Data for this exercise:
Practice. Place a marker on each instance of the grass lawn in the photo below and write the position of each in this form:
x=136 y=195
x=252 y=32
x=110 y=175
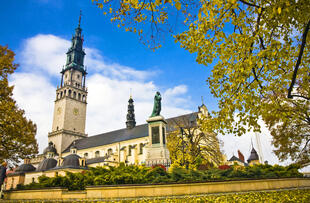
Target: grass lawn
x=294 y=195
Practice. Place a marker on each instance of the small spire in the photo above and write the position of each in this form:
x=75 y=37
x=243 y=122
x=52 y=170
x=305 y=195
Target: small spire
x=131 y=122
x=80 y=18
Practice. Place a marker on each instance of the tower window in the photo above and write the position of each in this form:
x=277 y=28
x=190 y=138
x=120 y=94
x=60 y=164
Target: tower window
x=141 y=148
x=129 y=150
x=97 y=154
x=85 y=155
x=155 y=135
x=110 y=151
x=164 y=135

Problem: Say, as a single number and nothing more, how many lines of the entries contain the word "form".

Written response: 3